Zugegeben, das ist nicht einfach und erfordert Vorbereitung. Die jungen Menschen der “Letzten Generation” machen uns vor, dass gewaltfreier Widerstand etwas bewirken kann. Anstatt sie als Kriminelle zu verteufeln, sollten wir ihnen eher Achtung und Respekt für ihren Einsatz entgegenbringen. Kriminell ist, wer einen Krieg vorbereitet und kriminell ist, wenn die Chefdiplomat*innen nach Waffen rufen, denn dann sind sie eine gefährliche Fehlbesetzung.

Forschung und Wissenschaft kann einen grossen Beitrag zum Erhalt von Frieden leisten: Nicht dadurch, dass man Militärforschung betreibt, sich neue, noch brutalere Waffensysteme ausdenkt, um mit KI das Töten noch effizienter zu machen und mehr Ziele in kürzester Zeit zerstören zu können, als es je von Menschen erreicht werden konnte; nicht dadurch, dass man sich auf Feindbilder einlässt, dass Friedensforschungsinstitute plötzlich Waffenlieferungen befürworten, und ihren Anspruch nach “Frieden” militärisch interpretieren. Stattdessen kann Wissenschaft einen grossen Beitrag leisten, indem internationale Kooperationen fortbestehen und ausgebaut werden, indem neue Kooperationen gegründet werden, indem sich alle am Ausbau von Schulen und Universitäten beteiligen, um allen Menschen, auch vor allem in Gebieten, die von Krieg und Zerstörung betroffen sind, wieder Hoffnung zu geben Und indem wissenschaftliche Einrichtungen und Schulen als Einrichtungen gesehen werden, wo friedliches Zusammenleben studiert und praktiziert wird, wo man sich gegenseitig schätzt und fordert und wo man die Narrative der anderen verstehen lernt.

Aufgabenstellung |
Schreib den Text über Frieden und Wissenschaft im Anschluss an seinen letzten Satz weiter.

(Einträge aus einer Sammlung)
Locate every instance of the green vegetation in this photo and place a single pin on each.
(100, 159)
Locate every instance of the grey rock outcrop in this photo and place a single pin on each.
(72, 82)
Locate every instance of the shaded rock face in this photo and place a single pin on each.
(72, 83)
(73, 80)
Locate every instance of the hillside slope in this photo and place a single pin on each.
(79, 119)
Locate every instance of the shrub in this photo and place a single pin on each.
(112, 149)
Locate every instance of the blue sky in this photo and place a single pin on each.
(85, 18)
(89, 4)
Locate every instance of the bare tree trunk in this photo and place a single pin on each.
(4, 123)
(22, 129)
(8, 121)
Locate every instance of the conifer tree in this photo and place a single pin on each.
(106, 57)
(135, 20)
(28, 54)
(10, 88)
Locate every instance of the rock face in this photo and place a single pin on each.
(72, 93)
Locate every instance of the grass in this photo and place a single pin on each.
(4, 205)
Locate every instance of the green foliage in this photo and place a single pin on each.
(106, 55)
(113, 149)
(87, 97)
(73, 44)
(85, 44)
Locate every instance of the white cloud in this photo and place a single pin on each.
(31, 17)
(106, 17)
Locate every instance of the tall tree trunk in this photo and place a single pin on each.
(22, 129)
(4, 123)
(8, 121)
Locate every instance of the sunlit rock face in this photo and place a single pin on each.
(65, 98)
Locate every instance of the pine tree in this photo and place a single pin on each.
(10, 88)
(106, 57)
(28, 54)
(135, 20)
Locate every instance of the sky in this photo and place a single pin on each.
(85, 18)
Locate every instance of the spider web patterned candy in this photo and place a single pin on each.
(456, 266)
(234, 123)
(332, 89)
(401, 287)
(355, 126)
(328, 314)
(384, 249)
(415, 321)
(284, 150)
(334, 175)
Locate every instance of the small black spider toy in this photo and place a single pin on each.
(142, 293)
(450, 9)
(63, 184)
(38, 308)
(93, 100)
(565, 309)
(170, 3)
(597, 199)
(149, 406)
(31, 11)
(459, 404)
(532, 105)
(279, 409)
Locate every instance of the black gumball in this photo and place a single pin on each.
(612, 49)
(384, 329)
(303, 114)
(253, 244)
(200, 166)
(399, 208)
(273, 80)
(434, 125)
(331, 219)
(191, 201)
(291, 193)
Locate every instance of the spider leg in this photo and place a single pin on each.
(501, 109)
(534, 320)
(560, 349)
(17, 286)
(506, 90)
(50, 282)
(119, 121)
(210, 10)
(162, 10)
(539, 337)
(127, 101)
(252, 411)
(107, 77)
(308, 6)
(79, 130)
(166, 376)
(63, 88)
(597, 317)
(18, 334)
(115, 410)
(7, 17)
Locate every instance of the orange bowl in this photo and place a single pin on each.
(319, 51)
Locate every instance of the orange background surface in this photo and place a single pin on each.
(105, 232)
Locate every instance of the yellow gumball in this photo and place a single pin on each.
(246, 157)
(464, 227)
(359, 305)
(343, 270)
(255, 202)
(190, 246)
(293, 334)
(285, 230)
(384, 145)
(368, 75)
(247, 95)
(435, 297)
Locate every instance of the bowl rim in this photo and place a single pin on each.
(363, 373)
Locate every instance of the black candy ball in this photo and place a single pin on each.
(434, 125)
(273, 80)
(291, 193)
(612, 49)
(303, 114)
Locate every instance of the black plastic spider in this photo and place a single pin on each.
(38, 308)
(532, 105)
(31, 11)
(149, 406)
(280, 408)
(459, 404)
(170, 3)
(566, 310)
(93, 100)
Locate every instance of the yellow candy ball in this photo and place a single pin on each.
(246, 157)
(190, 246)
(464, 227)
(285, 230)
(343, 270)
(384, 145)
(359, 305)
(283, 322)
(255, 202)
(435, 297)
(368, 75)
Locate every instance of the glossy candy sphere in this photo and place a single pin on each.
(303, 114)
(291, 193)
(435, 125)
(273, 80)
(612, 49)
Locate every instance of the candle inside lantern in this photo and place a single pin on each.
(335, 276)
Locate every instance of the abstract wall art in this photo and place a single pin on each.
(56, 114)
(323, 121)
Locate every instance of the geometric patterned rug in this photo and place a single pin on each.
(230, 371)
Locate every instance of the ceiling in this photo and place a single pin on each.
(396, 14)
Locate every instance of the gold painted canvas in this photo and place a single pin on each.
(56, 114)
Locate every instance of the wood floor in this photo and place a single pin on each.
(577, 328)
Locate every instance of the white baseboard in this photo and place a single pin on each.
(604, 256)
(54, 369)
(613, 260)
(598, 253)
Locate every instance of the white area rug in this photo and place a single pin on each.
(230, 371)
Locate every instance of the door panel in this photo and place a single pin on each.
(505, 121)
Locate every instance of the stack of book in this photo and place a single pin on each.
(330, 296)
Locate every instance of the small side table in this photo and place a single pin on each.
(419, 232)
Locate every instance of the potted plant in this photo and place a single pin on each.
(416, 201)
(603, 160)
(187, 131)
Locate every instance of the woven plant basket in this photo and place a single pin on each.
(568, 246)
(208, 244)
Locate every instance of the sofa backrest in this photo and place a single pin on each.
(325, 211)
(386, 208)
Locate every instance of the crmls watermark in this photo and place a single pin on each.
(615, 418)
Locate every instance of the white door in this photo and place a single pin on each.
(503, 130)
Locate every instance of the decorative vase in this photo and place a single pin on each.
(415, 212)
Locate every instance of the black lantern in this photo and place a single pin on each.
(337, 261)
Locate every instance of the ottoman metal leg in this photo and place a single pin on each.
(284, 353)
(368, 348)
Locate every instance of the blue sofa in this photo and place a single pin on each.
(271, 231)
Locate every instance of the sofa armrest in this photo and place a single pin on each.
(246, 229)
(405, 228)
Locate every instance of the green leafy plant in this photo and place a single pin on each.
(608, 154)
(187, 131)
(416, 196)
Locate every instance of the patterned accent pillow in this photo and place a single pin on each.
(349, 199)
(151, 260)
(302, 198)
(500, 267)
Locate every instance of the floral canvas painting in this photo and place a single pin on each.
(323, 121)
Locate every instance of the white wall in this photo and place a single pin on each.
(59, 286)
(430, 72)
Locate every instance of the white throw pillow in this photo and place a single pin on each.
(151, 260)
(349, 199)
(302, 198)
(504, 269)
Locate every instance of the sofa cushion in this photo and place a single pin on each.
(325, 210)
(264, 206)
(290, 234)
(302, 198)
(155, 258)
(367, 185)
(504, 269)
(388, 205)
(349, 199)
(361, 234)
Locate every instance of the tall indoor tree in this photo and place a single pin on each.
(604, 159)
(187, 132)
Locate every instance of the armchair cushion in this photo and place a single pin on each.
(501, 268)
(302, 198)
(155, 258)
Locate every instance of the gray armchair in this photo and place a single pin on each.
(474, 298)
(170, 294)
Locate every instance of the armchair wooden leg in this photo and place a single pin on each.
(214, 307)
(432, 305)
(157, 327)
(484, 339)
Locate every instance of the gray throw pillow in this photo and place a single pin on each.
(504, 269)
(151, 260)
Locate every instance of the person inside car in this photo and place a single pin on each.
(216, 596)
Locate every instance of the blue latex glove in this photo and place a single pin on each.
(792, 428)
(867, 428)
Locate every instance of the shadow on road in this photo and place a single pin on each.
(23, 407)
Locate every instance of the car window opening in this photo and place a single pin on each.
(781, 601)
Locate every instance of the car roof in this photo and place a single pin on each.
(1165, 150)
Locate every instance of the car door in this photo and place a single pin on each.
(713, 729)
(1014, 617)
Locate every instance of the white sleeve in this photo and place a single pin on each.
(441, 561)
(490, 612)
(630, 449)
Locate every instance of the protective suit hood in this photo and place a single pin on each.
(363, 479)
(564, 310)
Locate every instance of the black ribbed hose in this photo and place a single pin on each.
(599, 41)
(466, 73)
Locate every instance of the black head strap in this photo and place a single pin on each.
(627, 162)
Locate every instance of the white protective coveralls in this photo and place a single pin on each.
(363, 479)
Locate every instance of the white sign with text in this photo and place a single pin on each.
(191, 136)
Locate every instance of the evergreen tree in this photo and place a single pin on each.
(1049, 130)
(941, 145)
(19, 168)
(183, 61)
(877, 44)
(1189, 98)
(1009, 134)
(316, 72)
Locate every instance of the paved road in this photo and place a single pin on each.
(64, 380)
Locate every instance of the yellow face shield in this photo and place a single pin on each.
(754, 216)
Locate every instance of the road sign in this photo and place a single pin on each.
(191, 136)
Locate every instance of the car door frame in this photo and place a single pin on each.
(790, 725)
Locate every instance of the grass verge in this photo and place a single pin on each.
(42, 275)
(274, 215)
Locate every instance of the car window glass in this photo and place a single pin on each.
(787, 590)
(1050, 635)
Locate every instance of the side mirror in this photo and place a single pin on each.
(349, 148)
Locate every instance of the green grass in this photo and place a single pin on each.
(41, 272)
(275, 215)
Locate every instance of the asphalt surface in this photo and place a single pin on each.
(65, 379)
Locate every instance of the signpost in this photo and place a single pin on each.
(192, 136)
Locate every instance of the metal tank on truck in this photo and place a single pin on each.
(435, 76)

---

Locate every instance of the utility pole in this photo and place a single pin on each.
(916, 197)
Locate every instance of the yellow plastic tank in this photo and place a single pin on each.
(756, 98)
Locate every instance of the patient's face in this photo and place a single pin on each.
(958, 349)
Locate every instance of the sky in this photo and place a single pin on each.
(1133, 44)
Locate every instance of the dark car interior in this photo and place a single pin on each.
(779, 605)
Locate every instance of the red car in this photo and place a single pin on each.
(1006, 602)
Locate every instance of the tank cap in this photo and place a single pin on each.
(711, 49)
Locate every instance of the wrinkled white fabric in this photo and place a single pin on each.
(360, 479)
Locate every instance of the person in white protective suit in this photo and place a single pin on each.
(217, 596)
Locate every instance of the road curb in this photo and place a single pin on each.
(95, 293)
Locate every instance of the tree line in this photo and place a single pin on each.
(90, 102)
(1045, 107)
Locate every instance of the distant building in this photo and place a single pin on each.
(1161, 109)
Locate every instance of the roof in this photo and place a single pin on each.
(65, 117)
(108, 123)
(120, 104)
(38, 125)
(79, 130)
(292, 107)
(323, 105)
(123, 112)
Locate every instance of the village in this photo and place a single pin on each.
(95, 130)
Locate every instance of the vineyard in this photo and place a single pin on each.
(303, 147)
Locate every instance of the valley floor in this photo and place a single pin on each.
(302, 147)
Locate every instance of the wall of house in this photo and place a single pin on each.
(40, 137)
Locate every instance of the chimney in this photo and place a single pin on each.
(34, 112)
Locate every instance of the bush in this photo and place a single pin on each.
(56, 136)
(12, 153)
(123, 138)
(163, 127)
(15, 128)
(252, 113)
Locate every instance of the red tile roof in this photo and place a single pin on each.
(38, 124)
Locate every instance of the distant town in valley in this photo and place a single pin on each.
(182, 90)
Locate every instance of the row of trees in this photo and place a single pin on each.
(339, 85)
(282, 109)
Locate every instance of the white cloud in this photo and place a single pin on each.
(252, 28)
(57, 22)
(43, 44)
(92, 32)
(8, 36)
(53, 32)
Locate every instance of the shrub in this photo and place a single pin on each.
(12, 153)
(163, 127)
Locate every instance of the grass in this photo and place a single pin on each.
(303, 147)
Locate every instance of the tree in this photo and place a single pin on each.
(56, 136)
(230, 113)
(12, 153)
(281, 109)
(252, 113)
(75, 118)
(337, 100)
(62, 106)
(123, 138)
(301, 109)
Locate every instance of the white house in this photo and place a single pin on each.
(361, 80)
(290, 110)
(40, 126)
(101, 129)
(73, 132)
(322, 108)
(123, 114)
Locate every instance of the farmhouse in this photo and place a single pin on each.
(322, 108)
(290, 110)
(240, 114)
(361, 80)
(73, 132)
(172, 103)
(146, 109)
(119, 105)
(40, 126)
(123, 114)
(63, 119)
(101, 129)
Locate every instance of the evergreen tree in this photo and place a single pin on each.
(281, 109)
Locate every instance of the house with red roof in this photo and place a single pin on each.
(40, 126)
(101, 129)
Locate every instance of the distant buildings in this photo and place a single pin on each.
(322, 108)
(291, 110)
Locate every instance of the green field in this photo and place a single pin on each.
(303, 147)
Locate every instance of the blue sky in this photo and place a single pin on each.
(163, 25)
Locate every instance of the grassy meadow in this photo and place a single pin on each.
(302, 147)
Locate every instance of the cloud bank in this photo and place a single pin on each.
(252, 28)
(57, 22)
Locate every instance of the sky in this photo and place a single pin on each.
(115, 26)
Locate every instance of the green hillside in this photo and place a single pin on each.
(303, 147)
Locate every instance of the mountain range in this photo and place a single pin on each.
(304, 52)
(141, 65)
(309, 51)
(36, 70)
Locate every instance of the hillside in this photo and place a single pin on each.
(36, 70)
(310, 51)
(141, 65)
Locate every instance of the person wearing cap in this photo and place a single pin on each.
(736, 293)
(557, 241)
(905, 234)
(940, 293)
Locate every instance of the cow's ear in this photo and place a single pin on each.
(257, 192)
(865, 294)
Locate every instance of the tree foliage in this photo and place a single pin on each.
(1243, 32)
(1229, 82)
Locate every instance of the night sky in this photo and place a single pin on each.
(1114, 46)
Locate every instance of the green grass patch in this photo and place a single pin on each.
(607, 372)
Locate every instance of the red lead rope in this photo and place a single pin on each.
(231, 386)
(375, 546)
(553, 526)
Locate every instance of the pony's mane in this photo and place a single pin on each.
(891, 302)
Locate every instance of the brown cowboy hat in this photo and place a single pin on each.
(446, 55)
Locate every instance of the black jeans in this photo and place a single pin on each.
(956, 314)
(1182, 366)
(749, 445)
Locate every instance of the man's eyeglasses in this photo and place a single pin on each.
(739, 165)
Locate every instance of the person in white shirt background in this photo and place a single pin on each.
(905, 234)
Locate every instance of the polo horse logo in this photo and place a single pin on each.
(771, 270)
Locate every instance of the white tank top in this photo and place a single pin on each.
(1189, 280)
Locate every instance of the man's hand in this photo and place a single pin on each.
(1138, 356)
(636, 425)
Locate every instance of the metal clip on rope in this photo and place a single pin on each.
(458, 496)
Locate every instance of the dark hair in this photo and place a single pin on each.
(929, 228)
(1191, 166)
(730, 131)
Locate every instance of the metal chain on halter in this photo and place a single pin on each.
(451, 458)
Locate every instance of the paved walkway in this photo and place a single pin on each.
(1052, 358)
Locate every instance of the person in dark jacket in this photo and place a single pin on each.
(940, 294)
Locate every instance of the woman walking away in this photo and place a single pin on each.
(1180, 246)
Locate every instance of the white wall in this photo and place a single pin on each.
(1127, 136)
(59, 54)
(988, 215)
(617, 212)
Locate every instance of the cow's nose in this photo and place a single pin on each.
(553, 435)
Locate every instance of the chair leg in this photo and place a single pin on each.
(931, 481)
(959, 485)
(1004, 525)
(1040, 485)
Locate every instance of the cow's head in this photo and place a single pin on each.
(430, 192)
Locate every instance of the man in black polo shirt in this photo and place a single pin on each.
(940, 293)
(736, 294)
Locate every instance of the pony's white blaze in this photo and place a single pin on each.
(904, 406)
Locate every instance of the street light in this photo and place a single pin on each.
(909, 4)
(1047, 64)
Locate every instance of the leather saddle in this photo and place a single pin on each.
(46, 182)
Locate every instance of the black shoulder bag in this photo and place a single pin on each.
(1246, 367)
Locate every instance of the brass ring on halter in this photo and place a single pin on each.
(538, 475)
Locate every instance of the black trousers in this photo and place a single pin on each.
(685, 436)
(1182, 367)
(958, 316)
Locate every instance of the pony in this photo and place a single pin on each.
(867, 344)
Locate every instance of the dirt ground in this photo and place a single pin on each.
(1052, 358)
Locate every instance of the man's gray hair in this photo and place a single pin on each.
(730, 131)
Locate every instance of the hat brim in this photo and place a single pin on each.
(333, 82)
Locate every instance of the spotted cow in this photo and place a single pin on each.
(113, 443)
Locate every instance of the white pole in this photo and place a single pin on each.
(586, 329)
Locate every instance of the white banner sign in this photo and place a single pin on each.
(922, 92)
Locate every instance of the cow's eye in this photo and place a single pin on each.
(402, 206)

Ergebnis |
In der Vergangenheit hat die Wissenschaft zu oft und zu sehr eine falsche und kriegerische Politik unterstützt. Wir brauchen keine Verknüpfung von ziviler mit militärischer Forschung. Wir brauchen eine Wissenschaft, die sich eindeutig dem Frieden verpflichtet fühlt, die Forschung zu friedlichen Zwecken betreibt, die einen Beitrag leistet, die grossen Menschheitsprobleme zu lösen (anstatt sie zu verschärfen). Wir brauchen Wissenschaften, die Feindbildern entgegen treten, die Brücken bauen und wir brauchen Wissenschaftler, die sich über alle Grenzen hinweg die Hände reichen und für eine gemeinsame und friedliche Welt eintreten.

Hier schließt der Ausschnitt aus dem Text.